* **REQUIRED ACTION**
For the copy, please give all of the data again exactly and leave the pictures out.

* **SUPPLIED INFORMATION**
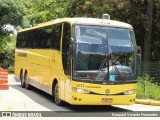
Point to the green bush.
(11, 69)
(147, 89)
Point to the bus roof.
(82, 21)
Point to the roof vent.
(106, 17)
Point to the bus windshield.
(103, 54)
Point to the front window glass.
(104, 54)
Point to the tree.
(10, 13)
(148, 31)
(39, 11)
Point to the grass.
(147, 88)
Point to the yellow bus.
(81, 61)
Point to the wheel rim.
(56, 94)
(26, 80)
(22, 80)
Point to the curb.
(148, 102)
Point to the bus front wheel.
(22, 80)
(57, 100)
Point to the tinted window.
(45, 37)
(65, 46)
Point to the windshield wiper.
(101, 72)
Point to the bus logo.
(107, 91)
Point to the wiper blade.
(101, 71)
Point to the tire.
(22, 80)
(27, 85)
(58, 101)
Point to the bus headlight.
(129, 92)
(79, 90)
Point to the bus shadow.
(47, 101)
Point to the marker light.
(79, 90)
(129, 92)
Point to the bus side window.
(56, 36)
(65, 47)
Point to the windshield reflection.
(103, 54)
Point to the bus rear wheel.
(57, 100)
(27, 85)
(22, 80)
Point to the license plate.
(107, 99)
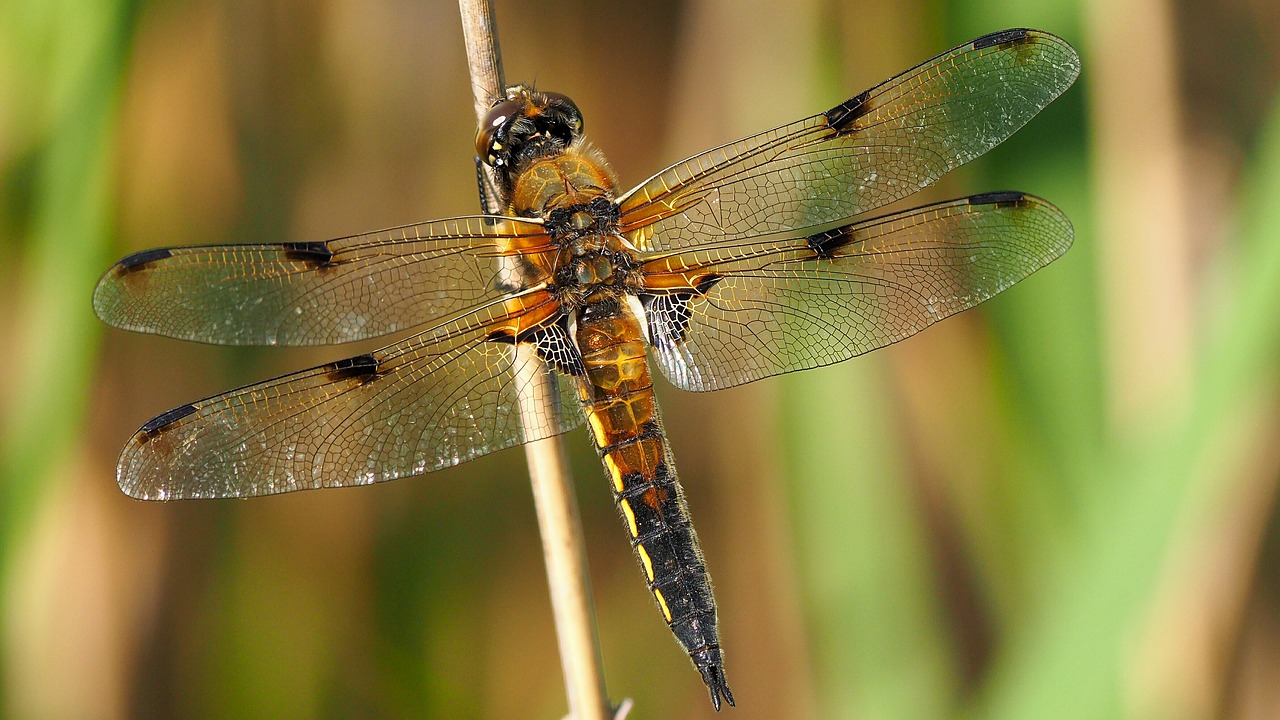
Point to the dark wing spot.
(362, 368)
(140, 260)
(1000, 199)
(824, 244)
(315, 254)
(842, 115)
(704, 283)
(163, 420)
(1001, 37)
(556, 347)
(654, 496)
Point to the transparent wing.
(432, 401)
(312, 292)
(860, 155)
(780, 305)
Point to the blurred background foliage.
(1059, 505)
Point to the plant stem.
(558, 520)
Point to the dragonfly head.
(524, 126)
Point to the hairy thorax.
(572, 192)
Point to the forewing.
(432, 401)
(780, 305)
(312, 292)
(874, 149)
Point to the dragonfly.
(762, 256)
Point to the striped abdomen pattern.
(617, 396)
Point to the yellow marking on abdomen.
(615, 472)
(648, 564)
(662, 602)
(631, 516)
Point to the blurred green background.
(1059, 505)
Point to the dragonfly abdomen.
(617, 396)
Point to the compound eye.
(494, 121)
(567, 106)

* **EXERCISE SOLUTION**
Point to the green bush.
(11, 69)
(147, 89)
Point to the bus roof.
(82, 21)
Point to the roof vent.
(106, 17)
Point to the bus windshield.
(103, 54)
Point to the front window glass.
(104, 54)
Point to the tree.
(10, 13)
(148, 31)
(39, 11)
Point to the grass.
(147, 88)
Point to the yellow bus.
(81, 61)
Point to the wheel rim.
(56, 94)
(26, 80)
(22, 80)
Point to the curb.
(148, 102)
Point to the bus front wheel.
(22, 80)
(57, 100)
Point to the tinted window.
(45, 37)
(65, 46)
Point to the windshield wiper.
(101, 72)
Point to the bus logo.
(107, 91)
Point to the wiper blade.
(101, 71)
Point to the tire.
(22, 80)
(27, 85)
(58, 101)
Point to the bus headlight.
(129, 92)
(79, 90)
Point to the bus shadow.
(47, 101)
Point to the marker light.
(79, 90)
(129, 92)
Point to the bus side window.
(56, 36)
(65, 47)
Point to the windshield reflection.
(103, 54)
Point to the bus rear wheel.
(57, 100)
(27, 85)
(22, 80)
Point to the license plate.
(107, 99)
Point to the dark wing spot.
(362, 368)
(140, 260)
(1000, 199)
(824, 244)
(315, 254)
(842, 115)
(704, 283)
(163, 420)
(1001, 37)
(556, 347)
(654, 496)
Point to the transparent wing.
(432, 401)
(312, 292)
(860, 155)
(780, 305)
Point to the blurred background foliage.
(1059, 505)
Point to the plant stem.
(558, 520)
Point to the dragonfly head.
(524, 126)
Point to the hairy thorax.
(572, 192)
Point to the forewing.
(432, 401)
(780, 305)
(312, 292)
(874, 149)
Point to the dragonfly.
(762, 256)
Point to the striped abdomen pattern.
(617, 396)
Point to the yellow marking on abdomen.
(615, 472)
(648, 564)
(662, 602)
(631, 516)
Point to the blurred green background.
(1059, 505)
Point to the dragonfly abdomen.
(617, 396)
Point to the compound eye.
(494, 121)
(567, 106)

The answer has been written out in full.